Update each of the items below so that "bounding box" reads "rectangle", with nothing else altered. Leave the pictures out of your answer.

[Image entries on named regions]
***
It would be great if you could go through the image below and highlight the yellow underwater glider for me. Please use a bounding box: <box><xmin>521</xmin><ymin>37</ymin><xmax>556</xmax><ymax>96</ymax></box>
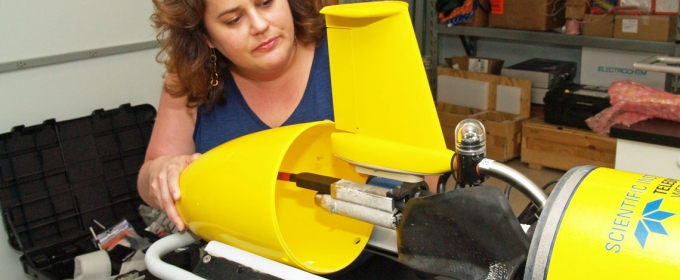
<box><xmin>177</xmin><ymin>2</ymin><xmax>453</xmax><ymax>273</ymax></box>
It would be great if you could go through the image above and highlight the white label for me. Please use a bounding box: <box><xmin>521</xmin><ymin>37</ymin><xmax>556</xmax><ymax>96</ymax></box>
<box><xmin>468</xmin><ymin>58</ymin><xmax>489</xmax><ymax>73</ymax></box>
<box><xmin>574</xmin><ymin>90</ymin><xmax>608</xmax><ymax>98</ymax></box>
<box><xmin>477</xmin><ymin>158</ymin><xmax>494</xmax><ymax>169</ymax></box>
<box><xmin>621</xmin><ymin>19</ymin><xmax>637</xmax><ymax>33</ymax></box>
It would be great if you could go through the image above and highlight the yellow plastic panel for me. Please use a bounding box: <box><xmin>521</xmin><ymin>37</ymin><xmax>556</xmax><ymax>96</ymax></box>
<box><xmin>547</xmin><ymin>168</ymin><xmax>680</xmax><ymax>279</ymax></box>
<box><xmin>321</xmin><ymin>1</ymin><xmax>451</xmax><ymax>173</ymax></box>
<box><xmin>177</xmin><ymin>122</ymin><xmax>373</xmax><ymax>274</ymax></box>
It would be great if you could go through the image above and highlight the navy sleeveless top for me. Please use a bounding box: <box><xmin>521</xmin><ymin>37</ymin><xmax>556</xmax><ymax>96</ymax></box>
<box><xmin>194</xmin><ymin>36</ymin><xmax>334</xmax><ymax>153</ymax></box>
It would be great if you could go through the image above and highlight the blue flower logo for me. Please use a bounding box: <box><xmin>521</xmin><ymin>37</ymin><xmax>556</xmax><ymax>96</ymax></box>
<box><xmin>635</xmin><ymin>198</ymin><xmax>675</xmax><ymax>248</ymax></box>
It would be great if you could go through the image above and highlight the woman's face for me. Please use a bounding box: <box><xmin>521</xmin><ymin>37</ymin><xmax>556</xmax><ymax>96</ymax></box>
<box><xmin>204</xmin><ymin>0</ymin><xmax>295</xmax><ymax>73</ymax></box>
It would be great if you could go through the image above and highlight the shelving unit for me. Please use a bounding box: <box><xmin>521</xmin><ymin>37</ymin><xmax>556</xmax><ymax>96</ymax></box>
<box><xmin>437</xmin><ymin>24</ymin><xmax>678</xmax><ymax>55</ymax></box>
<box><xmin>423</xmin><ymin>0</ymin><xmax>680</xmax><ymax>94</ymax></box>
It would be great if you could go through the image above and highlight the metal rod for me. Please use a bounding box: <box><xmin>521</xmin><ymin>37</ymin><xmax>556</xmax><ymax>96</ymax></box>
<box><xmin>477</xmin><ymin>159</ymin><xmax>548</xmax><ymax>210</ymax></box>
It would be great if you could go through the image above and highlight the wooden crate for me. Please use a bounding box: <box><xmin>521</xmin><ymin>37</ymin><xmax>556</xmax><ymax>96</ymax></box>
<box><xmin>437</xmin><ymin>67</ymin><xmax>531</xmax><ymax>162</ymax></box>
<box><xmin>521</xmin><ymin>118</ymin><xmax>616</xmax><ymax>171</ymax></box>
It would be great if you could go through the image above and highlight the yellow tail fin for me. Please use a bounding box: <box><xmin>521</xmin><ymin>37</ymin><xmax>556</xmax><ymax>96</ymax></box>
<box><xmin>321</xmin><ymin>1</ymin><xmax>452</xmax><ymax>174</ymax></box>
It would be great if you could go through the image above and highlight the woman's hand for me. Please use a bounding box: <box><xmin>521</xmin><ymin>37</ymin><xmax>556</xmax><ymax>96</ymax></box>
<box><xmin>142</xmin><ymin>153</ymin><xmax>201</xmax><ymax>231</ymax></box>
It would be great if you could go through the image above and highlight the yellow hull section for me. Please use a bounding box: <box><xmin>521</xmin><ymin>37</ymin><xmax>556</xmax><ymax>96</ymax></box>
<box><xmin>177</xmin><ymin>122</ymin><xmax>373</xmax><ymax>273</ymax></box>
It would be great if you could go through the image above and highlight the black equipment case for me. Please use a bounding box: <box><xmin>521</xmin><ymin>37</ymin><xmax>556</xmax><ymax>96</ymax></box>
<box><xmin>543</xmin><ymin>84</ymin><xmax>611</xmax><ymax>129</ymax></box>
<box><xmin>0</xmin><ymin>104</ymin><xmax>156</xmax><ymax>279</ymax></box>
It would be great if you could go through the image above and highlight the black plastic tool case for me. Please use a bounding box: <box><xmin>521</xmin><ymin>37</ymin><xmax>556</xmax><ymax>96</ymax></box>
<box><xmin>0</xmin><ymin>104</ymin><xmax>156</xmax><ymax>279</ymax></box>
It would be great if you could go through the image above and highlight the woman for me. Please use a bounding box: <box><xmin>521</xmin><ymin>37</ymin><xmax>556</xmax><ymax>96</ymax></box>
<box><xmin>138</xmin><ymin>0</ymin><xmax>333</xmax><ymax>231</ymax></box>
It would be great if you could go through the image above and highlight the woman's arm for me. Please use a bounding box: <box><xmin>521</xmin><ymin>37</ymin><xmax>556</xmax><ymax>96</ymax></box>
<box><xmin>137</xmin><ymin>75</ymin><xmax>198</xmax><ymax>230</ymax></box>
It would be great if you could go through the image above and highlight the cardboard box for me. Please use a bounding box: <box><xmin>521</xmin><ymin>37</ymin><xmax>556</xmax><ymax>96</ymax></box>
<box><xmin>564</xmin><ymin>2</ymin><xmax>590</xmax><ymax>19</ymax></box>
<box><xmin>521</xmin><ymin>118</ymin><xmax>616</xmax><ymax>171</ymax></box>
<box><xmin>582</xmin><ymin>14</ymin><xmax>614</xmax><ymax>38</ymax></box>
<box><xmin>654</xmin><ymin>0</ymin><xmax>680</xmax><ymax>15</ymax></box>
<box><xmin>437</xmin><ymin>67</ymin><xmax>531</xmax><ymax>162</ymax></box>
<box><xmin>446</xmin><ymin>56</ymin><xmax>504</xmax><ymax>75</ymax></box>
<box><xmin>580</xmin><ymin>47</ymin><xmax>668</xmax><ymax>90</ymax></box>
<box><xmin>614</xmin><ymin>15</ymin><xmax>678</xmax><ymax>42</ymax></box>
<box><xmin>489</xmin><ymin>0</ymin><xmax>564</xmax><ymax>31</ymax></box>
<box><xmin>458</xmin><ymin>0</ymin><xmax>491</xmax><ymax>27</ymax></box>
***
Reply to the task:
It would be great if you could go through the image below and highlight the yellow underwater glider for me. Please use a rectangle: <box><xmin>521</xmin><ymin>37</ymin><xmax>556</xmax><ymax>96</ymax></box>
<box><xmin>177</xmin><ymin>2</ymin><xmax>453</xmax><ymax>273</ymax></box>
It would be great if you could go through the image above and highlight the white label for me. Please use a rectangle: <box><xmin>521</xmin><ymin>37</ymin><xmax>556</xmax><ymax>96</ymax></box>
<box><xmin>468</xmin><ymin>58</ymin><xmax>489</xmax><ymax>73</ymax></box>
<box><xmin>574</xmin><ymin>90</ymin><xmax>608</xmax><ymax>98</ymax></box>
<box><xmin>477</xmin><ymin>158</ymin><xmax>494</xmax><ymax>169</ymax></box>
<box><xmin>621</xmin><ymin>19</ymin><xmax>637</xmax><ymax>33</ymax></box>
It would be great if you could go through the image above and highlight the yellow plastic panel for me. Please use a rectangle: <box><xmin>521</xmin><ymin>37</ymin><xmax>556</xmax><ymax>96</ymax></box>
<box><xmin>547</xmin><ymin>168</ymin><xmax>680</xmax><ymax>279</ymax></box>
<box><xmin>321</xmin><ymin>1</ymin><xmax>451</xmax><ymax>173</ymax></box>
<box><xmin>177</xmin><ymin>122</ymin><xmax>373</xmax><ymax>274</ymax></box>
It would be great if you could go through the image above and highlight the navy sleeveless top for me. Please use a rectangle: <box><xmin>521</xmin><ymin>37</ymin><xmax>556</xmax><ymax>96</ymax></box>
<box><xmin>194</xmin><ymin>36</ymin><xmax>334</xmax><ymax>153</ymax></box>
It would be great if you could go through the image above and highlight the blue flower logo for me. Please use a rectangle: <box><xmin>521</xmin><ymin>37</ymin><xmax>556</xmax><ymax>96</ymax></box>
<box><xmin>635</xmin><ymin>198</ymin><xmax>675</xmax><ymax>248</ymax></box>
It would be great if you could go through the image above and highlight the woman's face for me. Please use a rectangle: <box><xmin>521</xmin><ymin>37</ymin><xmax>556</xmax><ymax>96</ymax></box>
<box><xmin>204</xmin><ymin>0</ymin><xmax>295</xmax><ymax>73</ymax></box>
It would be great if you could go through the image above and highlight the shelving unit for me. Please use a rectangle: <box><xmin>521</xmin><ymin>37</ymin><xmax>556</xmax><ymax>96</ymax></box>
<box><xmin>437</xmin><ymin>24</ymin><xmax>678</xmax><ymax>55</ymax></box>
<box><xmin>423</xmin><ymin>0</ymin><xmax>680</xmax><ymax>94</ymax></box>
It would be great if you could go through the image above and highlight the metal rod for me. Please use a rectangle: <box><xmin>521</xmin><ymin>37</ymin><xmax>556</xmax><ymax>96</ymax></box>
<box><xmin>477</xmin><ymin>159</ymin><xmax>548</xmax><ymax>210</ymax></box>
It would be great if you could go through the image above and highlight the wooden crate for me. Please use a rectangle: <box><xmin>521</xmin><ymin>37</ymin><xmax>556</xmax><ymax>96</ymax></box>
<box><xmin>437</xmin><ymin>67</ymin><xmax>531</xmax><ymax>162</ymax></box>
<box><xmin>521</xmin><ymin>118</ymin><xmax>616</xmax><ymax>171</ymax></box>
It would be great if you could go through the image above and highlight the yellow tail fin for me. Please use a rectangle: <box><xmin>521</xmin><ymin>37</ymin><xmax>556</xmax><ymax>96</ymax></box>
<box><xmin>321</xmin><ymin>1</ymin><xmax>452</xmax><ymax>174</ymax></box>
It would be great if you could go through the image above and highlight the woman's hand for me. Please use a rectangle: <box><xmin>521</xmin><ymin>37</ymin><xmax>556</xmax><ymax>96</ymax></box>
<box><xmin>142</xmin><ymin>153</ymin><xmax>201</xmax><ymax>231</ymax></box>
It would be great if you could go through the image above and highlight the yellow hull section for me. Please use a rectangle: <box><xmin>521</xmin><ymin>37</ymin><xmax>556</xmax><ymax>96</ymax></box>
<box><xmin>177</xmin><ymin>122</ymin><xmax>373</xmax><ymax>273</ymax></box>
It would be great if you could go through the image above and highlight the black equipment case for me. Please use a rectangle: <box><xmin>521</xmin><ymin>37</ymin><xmax>556</xmax><ymax>96</ymax></box>
<box><xmin>543</xmin><ymin>84</ymin><xmax>611</xmax><ymax>129</ymax></box>
<box><xmin>0</xmin><ymin>104</ymin><xmax>156</xmax><ymax>279</ymax></box>
It would be great if you could go through the image above and highlight the black plastic tool case for me. Please use a rectangle: <box><xmin>521</xmin><ymin>37</ymin><xmax>556</xmax><ymax>96</ymax></box>
<box><xmin>0</xmin><ymin>104</ymin><xmax>156</xmax><ymax>279</ymax></box>
It would be great if you could go through the image above and highlight the woman for me. Please use a rectangle: <box><xmin>521</xmin><ymin>37</ymin><xmax>556</xmax><ymax>96</ymax></box>
<box><xmin>138</xmin><ymin>0</ymin><xmax>333</xmax><ymax>231</ymax></box>
It would be great if you could go through the image above and highlight the woman's arm for me. Please use a rectangle: <box><xmin>521</xmin><ymin>37</ymin><xmax>556</xmax><ymax>96</ymax></box>
<box><xmin>137</xmin><ymin>75</ymin><xmax>198</xmax><ymax>230</ymax></box>
It would be great if you could go through the image above and highlight the cardboard box for me. Please use a rectangle: <box><xmin>521</xmin><ymin>37</ymin><xmax>556</xmax><ymax>96</ymax></box>
<box><xmin>564</xmin><ymin>2</ymin><xmax>590</xmax><ymax>19</ymax></box>
<box><xmin>521</xmin><ymin>118</ymin><xmax>616</xmax><ymax>171</ymax></box>
<box><xmin>582</xmin><ymin>14</ymin><xmax>614</xmax><ymax>38</ymax></box>
<box><xmin>654</xmin><ymin>0</ymin><xmax>680</xmax><ymax>15</ymax></box>
<box><xmin>437</xmin><ymin>67</ymin><xmax>531</xmax><ymax>162</ymax></box>
<box><xmin>446</xmin><ymin>56</ymin><xmax>504</xmax><ymax>75</ymax></box>
<box><xmin>580</xmin><ymin>47</ymin><xmax>668</xmax><ymax>90</ymax></box>
<box><xmin>614</xmin><ymin>15</ymin><xmax>678</xmax><ymax>42</ymax></box>
<box><xmin>489</xmin><ymin>0</ymin><xmax>564</xmax><ymax>31</ymax></box>
<box><xmin>458</xmin><ymin>0</ymin><xmax>491</xmax><ymax>27</ymax></box>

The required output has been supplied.